● **DESCRIPTION OF THE TASK**
In the rows below, swap every "bounding box" for "box coordinates" and reproduce everything else unchanged.

● **RECORD EXTRACTS**
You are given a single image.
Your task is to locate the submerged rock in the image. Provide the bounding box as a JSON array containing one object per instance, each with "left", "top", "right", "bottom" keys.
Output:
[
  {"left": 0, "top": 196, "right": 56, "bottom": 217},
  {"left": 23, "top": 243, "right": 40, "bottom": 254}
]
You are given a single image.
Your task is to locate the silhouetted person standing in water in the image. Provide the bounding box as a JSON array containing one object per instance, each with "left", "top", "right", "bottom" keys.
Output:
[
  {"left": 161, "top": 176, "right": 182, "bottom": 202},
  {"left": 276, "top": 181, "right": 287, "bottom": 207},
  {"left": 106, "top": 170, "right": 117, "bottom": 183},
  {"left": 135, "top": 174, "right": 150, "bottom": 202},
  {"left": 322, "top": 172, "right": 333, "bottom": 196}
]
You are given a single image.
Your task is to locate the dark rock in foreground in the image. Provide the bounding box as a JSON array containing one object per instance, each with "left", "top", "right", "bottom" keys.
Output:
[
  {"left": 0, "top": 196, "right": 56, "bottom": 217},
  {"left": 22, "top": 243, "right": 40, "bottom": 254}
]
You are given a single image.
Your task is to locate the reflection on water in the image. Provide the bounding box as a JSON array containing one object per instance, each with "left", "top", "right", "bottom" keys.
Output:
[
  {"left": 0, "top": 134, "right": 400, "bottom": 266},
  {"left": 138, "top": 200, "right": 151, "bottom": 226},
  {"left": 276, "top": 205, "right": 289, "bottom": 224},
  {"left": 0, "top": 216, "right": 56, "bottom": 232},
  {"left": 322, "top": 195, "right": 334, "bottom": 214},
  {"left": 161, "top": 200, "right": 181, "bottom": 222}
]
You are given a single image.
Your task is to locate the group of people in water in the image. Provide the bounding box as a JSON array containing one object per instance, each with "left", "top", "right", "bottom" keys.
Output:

● **WRITTEN ANSWER**
You are given a single image.
Your task is to locate the submerged rock in the image. Provide the box coordinates as a JSON array containing one object per instance, each with "left", "top", "right", "bottom" keys.
Output:
[
  {"left": 0, "top": 196, "right": 56, "bottom": 217},
  {"left": 23, "top": 243, "right": 40, "bottom": 254}
]
You are given a single image.
Your task is to locate the silhouetted person standing in water in the image. Provide the box coordinates as a JSON array containing one object per instance, each with "left", "top", "right", "bottom" keys.
Output:
[
  {"left": 161, "top": 176, "right": 182, "bottom": 202},
  {"left": 276, "top": 181, "right": 287, "bottom": 207},
  {"left": 106, "top": 170, "right": 117, "bottom": 183},
  {"left": 135, "top": 174, "right": 150, "bottom": 202},
  {"left": 322, "top": 172, "right": 333, "bottom": 196}
]
You are given a single image.
Your task is to locate the dark rock in foreground in the image. Provide the box coordinates as a JSON array containing one object per instance, each with "left", "top", "right", "bottom" keys.
Output:
[
  {"left": 0, "top": 196, "right": 56, "bottom": 217},
  {"left": 22, "top": 243, "right": 40, "bottom": 254}
]
You are given a single image.
Your task is to locate the reflection on water in the image. Provide the box coordinates as a JSON array containing one object per instance, each with "left", "top", "right", "bottom" keys.
Output:
[
  {"left": 0, "top": 134, "right": 400, "bottom": 266},
  {"left": 138, "top": 200, "right": 151, "bottom": 226},
  {"left": 276, "top": 205, "right": 289, "bottom": 224},
  {"left": 0, "top": 216, "right": 56, "bottom": 232},
  {"left": 322, "top": 195, "right": 334, "bottom": 214},
  {"left": 161, "top": 200, "right": 181, "bottom": 222}
]
You are given a single image.
Your task is to locate the group of people in water in the image. Provide the box coordinates as a JSON array containing one object per instance, each with "left", "top", "right", "bottom" keys.
Output:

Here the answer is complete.